> **REQUIRED TASK A**:
Locate each line in the entries that contains the string "coastline" and copy those lines.

— START OF PASSAGE GIVEN —

Another harmful gas for the environment is carbon dioxide (CO2). It is a greenhouse gas which is being held responsible for climate change. About 40 percent of our carbon dioxide emissions come from transport, mainly private cars. Transport is one of the biggest growth areas of New Zealand's greenhouse gas emissions. Keeping their vehicles well maintained is one of the steps that vehicle owners can take to ensure they lower their CO2 emissions and ensure that emissions of other harmful substances are also reduced.

What is the visible smoke test? It's anticipated that the visible smoke test will be introduced by the end of the year. It will become part of every vehicle's warrant or certificate of fitness. Inspectors will check the smoke coming out of the exhaust by running the car for five seconds while the engine idles and for another five seconds when the engine speed is increased to half its maximum – about 2,500 revs per minute.

They will be checking to see if the exhaust coming out of the tail pipe is clear, or if there is smoke that is visible and dense which means the vehicle needs attention. If a vehicle emits visible exhaust, it is an indication the vehicle is not running properly, resulting in higher maintenance costs to the owner and negative effects on the environment. Poorly maintained vehicles can release as much as 10 times the emissions as a well maintained vehicle.

If the vehicle fails the smoke test, it will need repairing, possibly just a tune-up, before it can be driven on the road again. How else can vehicle emissions be reduced? The Ministry of Transport is committed to reducing vehicle emissions and is working on achieving this in a number of ways. The visible smoke check builds on existing measures to control motor vehicle emissions and improve air quality, and will pave the way for more sophisticated testing of vehicle emissions that might be introduced in the future.

Other measures to reduce vehicle emissions include:

• the existing 10-second smoky vehicle rule – it is an offence to emit excessive on-road vehicle smoke for more than 10 seconds • the introduction in January 2004 of a requirement for vehicles entering the country to meet an approved emissions standard • the introduction in January 2006 of a requirement for revised diesel fuel specifications to be met, reducing the sulphur content in diesel fuels to 50 parts per million, making New Zealand diesel cleaner and bringing it in to line with European standards. This reduction is expected to substantially reduce emissions from diesel vehicles already in New Zealand.

The Ministry of Transport is working toward removing the barriers to the introduction of renewable transport fuels – including ethanol petrol blends and bio-diesel – as biofuels generally have lower levels of harmful emissions.

The Government has also requested the Ministry of Transport to investigate the costs and benefits of requiring imported-used vehicles to have been built to specific minimum standards. It will report back on this at the end of this year.

— END OF PASSAGE GIVEN —

> **REQUIRED TASK B**:
List the measures that the passage on vehicle emissions gives under "Other measures to reduce vehicle emissions include:".

— START OF GIVEN RECORDS —

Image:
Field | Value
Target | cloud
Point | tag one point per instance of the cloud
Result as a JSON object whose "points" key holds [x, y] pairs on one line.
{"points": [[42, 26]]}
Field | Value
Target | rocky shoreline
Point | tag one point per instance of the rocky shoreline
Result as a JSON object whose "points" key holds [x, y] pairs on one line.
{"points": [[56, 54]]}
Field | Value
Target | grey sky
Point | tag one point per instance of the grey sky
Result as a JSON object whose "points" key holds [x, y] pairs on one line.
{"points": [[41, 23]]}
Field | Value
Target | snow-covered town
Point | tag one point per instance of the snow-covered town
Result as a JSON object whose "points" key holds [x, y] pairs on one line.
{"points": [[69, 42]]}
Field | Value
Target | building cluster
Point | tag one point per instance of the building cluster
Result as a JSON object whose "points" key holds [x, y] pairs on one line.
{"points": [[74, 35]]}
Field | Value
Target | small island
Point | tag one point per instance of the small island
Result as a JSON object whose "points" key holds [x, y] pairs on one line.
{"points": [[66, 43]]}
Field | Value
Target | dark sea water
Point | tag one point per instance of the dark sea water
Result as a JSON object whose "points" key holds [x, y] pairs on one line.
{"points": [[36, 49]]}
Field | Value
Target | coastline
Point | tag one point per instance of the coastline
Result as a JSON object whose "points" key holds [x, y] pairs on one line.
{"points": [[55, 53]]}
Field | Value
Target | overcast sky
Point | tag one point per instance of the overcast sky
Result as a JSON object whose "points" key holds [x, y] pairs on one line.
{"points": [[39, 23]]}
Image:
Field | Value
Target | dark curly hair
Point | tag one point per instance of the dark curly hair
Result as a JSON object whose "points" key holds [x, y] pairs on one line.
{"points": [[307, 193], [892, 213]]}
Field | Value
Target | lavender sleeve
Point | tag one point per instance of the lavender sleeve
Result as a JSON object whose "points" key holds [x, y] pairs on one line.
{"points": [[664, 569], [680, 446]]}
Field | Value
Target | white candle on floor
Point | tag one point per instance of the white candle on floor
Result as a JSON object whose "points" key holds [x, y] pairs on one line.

— END OF GIVEN RECORDS —

> **WRITTEN REPLY A**:
Target | coastline
Point | tag one point per instance of the coastline

> **WRITTEN REPLY B**:
- The existing 10-second smoky vehicle rule, which makes it an offence to emit excessive on-road vehicle smoke for more than 10 seconds
- The introduction in January 2004 of a requirement for vehicles entering the country to meet an approved emissions standard
- The introduction in January 2006 of a requirement for revised diesel fuel specifications to be met, reducing the sulphur content in diesel fuels to 50 parts per million